(Text-to-region grounding data)
□ □ □

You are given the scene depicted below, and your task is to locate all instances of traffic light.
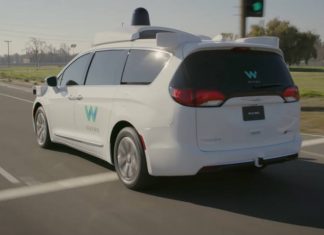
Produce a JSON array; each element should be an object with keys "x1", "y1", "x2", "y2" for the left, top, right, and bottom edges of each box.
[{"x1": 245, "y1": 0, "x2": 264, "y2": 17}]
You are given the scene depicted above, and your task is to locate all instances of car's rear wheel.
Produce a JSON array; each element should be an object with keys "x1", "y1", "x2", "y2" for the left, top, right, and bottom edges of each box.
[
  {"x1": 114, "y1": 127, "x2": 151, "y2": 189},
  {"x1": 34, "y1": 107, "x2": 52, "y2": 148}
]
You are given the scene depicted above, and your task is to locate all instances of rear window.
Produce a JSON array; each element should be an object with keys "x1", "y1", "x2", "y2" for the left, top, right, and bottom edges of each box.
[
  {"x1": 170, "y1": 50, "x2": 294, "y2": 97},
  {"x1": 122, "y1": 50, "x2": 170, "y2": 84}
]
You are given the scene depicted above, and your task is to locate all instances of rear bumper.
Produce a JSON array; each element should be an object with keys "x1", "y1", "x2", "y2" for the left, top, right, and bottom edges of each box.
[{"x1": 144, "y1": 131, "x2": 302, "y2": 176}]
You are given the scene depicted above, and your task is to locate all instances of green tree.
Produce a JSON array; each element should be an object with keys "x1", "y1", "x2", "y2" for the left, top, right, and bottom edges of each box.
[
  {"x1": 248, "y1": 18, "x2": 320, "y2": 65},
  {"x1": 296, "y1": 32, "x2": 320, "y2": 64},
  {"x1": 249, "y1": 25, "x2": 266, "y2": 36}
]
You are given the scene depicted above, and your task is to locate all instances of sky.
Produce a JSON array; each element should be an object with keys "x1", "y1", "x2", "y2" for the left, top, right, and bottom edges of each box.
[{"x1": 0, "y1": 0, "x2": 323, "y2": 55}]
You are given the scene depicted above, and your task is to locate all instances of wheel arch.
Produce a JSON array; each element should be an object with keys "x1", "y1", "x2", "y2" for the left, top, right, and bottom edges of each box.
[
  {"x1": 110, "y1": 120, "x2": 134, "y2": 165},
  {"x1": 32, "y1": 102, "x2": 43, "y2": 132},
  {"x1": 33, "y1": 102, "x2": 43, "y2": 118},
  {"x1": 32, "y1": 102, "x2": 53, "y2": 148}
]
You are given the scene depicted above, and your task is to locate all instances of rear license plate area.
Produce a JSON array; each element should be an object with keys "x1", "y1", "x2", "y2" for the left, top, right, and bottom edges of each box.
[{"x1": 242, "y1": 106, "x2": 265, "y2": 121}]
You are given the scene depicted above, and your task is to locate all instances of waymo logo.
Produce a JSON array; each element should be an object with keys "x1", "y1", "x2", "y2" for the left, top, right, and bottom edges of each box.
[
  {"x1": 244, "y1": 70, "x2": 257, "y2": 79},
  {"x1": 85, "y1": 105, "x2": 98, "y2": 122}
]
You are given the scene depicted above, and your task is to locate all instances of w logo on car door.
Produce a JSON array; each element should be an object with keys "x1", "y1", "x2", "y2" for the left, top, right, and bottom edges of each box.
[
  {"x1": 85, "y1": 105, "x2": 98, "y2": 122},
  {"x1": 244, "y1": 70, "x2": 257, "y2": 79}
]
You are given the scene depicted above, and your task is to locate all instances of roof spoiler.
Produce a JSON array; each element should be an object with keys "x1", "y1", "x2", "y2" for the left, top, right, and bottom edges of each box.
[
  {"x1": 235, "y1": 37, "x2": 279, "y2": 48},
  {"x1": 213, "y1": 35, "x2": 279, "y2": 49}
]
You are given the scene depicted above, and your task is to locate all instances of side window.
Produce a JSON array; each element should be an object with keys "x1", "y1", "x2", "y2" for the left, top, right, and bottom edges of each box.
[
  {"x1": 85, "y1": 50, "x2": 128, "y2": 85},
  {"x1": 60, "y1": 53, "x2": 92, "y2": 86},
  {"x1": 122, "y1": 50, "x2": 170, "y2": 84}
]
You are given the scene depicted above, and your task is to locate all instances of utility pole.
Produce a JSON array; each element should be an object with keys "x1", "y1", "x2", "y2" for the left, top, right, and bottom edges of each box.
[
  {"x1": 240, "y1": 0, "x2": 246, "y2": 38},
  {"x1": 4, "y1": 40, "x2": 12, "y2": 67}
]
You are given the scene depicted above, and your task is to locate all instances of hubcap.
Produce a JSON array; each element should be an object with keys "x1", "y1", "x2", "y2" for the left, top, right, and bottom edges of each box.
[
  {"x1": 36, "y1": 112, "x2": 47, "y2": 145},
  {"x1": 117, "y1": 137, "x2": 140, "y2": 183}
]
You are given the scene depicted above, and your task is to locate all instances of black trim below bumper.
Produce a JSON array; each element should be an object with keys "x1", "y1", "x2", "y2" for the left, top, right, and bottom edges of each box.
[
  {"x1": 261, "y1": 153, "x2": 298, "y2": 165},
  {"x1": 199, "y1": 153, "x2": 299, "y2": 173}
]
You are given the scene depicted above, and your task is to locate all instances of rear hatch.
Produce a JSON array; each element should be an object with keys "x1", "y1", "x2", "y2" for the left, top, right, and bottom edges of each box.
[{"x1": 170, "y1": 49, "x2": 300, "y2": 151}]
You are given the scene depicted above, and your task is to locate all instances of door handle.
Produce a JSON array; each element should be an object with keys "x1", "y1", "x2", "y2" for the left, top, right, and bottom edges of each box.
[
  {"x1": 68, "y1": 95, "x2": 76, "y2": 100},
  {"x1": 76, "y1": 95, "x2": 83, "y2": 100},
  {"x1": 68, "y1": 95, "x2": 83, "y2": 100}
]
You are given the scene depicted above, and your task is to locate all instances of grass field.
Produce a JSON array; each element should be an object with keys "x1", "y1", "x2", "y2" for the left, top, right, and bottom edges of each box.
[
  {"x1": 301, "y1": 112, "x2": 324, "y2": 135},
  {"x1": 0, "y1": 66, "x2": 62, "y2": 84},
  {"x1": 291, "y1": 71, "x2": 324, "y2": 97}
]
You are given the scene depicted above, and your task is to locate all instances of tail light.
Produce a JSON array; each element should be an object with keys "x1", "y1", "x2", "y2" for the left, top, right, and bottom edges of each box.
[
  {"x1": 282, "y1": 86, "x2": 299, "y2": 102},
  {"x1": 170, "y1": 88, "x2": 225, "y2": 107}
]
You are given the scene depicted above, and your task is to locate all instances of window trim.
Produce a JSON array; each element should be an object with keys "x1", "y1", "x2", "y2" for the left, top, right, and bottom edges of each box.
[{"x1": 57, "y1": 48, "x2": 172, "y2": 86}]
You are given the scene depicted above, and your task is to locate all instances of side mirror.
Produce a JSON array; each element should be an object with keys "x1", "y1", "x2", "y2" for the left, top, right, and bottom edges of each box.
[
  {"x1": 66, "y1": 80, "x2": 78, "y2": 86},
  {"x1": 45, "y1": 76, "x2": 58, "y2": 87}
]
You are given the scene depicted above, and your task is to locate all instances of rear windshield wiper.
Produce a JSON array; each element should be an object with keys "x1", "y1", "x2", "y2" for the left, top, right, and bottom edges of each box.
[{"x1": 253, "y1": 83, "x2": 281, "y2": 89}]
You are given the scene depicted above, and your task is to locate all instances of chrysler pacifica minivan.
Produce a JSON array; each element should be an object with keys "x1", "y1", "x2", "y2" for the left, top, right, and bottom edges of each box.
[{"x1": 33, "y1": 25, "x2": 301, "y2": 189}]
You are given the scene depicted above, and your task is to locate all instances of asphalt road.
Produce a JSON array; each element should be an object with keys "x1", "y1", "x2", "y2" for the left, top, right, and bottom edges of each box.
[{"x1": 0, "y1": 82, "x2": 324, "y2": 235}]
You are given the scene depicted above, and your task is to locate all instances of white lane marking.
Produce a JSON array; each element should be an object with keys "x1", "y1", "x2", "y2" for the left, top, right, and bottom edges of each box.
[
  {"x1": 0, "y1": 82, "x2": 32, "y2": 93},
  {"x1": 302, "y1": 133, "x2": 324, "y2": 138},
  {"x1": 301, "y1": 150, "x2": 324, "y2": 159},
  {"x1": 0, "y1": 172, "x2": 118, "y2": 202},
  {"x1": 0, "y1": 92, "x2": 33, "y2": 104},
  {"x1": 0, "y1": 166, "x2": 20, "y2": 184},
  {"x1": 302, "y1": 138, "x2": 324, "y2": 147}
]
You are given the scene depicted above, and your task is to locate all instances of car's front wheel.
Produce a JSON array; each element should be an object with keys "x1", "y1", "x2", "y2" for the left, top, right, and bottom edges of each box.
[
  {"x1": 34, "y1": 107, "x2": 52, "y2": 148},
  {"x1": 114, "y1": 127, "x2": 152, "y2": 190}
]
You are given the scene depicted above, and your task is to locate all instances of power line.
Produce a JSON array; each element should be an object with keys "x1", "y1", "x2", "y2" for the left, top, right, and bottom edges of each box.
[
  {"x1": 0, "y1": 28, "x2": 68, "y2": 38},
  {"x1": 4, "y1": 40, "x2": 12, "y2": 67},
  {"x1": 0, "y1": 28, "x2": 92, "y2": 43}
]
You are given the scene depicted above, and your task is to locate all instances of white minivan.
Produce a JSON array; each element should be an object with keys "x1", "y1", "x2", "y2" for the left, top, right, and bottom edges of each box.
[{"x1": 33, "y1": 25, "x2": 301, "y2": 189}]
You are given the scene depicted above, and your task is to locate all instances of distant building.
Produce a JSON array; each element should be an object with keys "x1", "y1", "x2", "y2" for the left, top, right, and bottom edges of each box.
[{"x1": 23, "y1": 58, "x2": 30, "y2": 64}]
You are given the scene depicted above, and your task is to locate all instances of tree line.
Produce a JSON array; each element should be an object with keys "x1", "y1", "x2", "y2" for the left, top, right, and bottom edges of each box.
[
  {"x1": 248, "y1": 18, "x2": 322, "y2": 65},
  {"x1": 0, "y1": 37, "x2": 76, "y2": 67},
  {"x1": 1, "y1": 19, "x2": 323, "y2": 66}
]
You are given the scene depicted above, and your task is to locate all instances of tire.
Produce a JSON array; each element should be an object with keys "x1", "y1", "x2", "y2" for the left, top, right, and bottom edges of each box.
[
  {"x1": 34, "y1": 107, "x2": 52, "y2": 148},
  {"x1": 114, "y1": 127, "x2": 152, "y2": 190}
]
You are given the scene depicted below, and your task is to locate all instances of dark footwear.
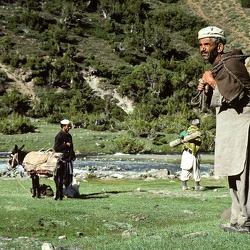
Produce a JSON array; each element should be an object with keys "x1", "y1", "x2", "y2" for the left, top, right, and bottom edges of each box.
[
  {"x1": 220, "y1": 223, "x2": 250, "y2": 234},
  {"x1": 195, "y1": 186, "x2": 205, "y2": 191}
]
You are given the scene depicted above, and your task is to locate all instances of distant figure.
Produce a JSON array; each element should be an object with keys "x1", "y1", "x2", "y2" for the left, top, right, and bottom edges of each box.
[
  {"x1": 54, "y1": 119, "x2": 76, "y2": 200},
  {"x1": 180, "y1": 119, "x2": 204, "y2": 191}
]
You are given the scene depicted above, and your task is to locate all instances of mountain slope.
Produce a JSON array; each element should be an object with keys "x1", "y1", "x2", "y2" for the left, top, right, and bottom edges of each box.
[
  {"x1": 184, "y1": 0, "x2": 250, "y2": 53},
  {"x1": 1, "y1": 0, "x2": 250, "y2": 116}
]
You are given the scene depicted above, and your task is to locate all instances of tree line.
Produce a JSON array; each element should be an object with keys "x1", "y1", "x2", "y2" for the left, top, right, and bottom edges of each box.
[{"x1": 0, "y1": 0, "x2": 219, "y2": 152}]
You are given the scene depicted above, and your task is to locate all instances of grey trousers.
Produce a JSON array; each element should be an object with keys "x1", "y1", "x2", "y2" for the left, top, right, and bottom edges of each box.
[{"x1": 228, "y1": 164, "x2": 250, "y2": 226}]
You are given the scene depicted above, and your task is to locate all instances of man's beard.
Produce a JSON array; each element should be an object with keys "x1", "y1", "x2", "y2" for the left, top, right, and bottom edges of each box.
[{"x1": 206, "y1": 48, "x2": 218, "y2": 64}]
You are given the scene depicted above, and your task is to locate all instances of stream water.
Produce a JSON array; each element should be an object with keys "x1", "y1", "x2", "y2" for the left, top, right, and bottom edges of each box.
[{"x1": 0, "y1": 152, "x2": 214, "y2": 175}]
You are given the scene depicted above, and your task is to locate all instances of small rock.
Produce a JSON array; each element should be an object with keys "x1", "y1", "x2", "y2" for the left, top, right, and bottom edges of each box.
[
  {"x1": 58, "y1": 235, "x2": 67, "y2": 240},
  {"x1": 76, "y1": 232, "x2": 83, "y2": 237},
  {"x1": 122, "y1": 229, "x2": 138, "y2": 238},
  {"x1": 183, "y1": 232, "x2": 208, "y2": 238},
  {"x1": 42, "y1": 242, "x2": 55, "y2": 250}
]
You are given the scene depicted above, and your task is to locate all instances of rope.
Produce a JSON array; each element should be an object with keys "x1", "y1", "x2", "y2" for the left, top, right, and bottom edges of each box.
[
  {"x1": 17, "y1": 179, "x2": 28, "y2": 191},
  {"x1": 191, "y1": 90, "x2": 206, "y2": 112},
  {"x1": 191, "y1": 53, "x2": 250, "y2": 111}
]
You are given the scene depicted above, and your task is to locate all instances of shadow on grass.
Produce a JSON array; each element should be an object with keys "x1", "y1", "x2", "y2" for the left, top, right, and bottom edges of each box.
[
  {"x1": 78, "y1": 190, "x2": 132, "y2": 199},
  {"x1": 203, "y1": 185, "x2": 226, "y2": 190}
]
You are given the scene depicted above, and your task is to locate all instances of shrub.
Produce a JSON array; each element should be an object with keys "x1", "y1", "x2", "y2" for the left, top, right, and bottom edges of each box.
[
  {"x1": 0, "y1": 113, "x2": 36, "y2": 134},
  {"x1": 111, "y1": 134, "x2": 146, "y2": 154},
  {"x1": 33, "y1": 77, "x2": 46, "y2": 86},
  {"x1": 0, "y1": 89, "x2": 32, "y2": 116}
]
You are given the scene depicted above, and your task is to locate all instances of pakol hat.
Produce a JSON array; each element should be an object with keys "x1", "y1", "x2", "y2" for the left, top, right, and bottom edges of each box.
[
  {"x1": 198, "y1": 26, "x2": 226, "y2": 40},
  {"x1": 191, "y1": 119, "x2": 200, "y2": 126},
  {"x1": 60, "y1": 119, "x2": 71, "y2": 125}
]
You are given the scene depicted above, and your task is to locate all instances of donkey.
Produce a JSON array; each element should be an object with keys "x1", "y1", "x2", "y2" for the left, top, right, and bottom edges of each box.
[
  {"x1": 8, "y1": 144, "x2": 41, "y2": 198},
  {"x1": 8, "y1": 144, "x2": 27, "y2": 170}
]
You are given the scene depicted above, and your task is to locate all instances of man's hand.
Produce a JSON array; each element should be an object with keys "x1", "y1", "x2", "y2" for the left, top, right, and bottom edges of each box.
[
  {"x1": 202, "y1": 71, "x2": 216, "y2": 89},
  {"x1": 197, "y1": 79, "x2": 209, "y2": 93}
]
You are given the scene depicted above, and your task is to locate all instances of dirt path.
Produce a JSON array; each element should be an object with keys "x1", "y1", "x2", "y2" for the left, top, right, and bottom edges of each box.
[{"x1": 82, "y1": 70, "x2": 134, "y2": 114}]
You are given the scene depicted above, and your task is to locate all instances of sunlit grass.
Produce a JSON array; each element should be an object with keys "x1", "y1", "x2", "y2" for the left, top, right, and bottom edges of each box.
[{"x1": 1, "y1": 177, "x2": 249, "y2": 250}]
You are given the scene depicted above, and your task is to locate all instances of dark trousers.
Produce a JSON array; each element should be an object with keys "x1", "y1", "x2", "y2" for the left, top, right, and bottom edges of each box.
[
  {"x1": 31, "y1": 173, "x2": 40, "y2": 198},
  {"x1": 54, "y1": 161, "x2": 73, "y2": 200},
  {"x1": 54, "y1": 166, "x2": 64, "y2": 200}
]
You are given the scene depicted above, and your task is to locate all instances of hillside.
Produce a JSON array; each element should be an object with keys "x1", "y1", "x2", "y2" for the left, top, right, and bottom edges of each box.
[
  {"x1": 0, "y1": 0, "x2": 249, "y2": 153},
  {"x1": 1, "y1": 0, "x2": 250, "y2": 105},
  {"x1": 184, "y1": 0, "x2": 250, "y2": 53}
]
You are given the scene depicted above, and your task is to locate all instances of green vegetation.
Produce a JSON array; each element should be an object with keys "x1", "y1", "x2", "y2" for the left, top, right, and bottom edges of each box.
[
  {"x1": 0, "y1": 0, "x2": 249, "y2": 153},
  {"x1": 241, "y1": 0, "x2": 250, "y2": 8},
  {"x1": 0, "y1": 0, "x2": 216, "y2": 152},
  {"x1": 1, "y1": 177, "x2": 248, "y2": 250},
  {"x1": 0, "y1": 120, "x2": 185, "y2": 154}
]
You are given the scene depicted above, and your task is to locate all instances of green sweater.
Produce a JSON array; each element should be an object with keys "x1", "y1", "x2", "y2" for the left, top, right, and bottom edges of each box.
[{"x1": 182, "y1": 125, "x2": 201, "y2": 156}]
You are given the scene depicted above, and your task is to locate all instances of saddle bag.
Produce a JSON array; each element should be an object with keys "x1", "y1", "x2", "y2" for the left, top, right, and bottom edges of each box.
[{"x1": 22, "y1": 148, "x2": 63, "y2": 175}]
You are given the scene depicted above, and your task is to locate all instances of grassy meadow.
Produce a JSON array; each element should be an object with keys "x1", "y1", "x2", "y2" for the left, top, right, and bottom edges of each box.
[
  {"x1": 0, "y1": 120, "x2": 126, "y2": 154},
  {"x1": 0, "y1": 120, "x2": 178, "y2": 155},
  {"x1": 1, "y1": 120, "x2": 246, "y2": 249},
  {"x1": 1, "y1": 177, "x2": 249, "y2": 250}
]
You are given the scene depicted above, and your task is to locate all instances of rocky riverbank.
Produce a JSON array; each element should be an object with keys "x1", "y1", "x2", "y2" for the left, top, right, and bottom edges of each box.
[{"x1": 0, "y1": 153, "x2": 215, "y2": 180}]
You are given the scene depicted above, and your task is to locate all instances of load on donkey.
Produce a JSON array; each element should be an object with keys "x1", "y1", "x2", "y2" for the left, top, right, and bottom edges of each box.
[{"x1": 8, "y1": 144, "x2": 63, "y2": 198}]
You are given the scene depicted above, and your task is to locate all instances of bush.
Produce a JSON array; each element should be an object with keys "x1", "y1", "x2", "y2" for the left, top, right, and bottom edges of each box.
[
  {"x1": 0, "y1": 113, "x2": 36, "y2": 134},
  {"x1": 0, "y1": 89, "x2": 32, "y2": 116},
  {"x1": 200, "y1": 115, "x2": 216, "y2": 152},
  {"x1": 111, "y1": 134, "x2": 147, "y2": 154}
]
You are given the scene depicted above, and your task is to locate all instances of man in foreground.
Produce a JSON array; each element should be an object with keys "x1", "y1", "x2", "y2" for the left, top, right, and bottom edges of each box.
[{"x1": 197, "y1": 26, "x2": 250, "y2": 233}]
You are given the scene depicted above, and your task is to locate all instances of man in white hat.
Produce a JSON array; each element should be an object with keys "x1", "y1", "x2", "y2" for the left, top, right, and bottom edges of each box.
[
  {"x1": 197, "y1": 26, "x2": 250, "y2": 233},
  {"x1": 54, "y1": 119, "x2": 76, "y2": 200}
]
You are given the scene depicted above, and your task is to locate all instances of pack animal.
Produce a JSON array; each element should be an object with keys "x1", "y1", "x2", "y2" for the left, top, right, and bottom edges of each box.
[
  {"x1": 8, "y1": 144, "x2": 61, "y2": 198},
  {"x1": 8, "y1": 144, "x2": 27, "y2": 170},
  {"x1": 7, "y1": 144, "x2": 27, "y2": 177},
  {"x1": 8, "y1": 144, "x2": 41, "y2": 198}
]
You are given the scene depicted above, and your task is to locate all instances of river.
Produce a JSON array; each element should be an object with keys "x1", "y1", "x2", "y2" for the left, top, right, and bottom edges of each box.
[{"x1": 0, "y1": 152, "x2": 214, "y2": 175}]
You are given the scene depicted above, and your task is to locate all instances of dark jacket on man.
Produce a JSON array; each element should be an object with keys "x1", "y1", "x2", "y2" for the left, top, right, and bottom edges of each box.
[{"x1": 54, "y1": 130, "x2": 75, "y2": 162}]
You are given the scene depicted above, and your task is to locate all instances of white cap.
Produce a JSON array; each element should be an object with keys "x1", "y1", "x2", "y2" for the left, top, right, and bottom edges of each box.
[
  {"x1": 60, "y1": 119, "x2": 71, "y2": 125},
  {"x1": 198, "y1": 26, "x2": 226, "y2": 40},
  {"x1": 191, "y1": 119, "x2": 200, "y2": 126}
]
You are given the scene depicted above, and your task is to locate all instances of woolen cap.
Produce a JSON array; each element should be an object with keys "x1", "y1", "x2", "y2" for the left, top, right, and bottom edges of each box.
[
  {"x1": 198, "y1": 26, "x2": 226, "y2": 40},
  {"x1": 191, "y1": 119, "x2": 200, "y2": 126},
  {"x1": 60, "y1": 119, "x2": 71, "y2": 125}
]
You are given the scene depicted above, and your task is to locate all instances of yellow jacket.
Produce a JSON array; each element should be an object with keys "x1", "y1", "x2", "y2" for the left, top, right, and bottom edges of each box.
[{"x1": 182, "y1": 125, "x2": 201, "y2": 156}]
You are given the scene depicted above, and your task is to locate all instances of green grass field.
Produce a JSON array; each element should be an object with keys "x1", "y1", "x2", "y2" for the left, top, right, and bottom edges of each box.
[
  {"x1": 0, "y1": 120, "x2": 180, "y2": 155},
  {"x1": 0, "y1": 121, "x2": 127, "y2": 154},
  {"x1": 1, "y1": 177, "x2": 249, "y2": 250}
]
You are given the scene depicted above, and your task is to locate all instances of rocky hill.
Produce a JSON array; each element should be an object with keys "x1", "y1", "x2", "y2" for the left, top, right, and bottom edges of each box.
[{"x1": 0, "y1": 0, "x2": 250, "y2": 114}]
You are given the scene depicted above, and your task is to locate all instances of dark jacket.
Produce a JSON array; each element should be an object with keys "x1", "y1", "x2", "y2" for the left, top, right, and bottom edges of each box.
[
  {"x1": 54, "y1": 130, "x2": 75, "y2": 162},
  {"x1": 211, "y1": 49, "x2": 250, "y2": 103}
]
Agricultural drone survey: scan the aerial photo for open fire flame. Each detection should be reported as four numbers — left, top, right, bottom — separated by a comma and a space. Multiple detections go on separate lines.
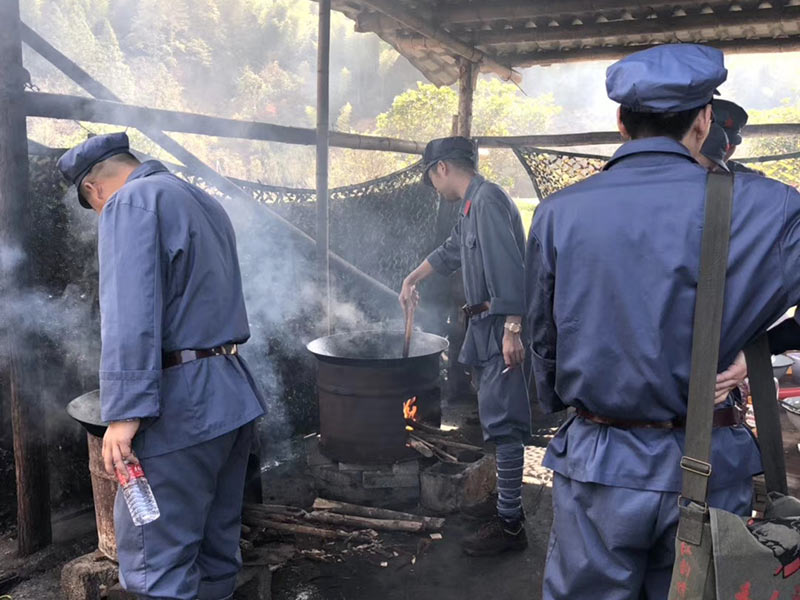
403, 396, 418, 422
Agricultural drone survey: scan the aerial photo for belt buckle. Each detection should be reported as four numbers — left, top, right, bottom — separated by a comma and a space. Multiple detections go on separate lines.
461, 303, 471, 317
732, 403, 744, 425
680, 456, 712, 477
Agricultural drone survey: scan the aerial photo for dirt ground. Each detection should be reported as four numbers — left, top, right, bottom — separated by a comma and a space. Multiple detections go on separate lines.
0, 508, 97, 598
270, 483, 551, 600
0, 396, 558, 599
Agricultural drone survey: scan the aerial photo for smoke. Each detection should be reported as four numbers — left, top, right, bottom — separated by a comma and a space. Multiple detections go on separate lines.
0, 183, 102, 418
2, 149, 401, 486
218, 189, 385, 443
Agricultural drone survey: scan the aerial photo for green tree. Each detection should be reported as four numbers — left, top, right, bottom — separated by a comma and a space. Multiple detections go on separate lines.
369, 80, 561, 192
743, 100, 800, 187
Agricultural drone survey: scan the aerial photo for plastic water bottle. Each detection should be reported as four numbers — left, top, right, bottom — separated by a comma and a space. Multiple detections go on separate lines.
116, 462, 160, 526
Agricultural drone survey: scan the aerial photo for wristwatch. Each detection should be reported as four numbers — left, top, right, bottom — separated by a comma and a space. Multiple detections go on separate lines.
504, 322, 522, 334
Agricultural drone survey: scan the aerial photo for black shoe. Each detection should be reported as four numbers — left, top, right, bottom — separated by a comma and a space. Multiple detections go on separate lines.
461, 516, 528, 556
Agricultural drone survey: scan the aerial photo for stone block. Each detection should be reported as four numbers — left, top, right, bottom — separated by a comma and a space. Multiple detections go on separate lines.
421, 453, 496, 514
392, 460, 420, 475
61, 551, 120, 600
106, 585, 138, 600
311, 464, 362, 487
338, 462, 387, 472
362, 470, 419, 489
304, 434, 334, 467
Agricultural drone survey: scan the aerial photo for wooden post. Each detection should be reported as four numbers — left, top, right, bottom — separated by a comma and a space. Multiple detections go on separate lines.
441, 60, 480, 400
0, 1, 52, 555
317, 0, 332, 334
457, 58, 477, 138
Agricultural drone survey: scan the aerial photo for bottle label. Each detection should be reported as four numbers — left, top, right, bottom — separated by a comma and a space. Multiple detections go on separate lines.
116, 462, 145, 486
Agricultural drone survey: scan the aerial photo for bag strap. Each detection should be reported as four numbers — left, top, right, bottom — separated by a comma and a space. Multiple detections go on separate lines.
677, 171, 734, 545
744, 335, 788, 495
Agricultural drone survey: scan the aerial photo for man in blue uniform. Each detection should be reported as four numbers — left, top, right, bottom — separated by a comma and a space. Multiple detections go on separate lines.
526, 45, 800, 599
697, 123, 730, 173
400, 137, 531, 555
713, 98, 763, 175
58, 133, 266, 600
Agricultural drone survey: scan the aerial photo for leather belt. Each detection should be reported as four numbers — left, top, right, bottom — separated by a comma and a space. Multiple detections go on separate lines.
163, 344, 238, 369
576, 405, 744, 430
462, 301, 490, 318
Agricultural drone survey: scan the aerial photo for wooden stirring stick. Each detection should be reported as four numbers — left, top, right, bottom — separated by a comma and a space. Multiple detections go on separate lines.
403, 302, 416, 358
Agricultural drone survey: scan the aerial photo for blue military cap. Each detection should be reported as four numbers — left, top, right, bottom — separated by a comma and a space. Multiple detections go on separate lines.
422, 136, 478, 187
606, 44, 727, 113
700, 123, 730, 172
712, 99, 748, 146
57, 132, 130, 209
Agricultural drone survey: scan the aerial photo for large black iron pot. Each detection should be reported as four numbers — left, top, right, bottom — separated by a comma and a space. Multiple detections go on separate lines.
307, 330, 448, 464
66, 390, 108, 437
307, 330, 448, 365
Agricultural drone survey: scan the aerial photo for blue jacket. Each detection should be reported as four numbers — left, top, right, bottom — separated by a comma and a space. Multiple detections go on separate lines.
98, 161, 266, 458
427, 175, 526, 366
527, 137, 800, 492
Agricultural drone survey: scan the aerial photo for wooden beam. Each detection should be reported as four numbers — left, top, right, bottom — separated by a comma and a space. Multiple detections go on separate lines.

□ □ □

> _The problem_
Among the entries, how many lines contain the word "wheel"? Give the number alone.

> _Answer box_
3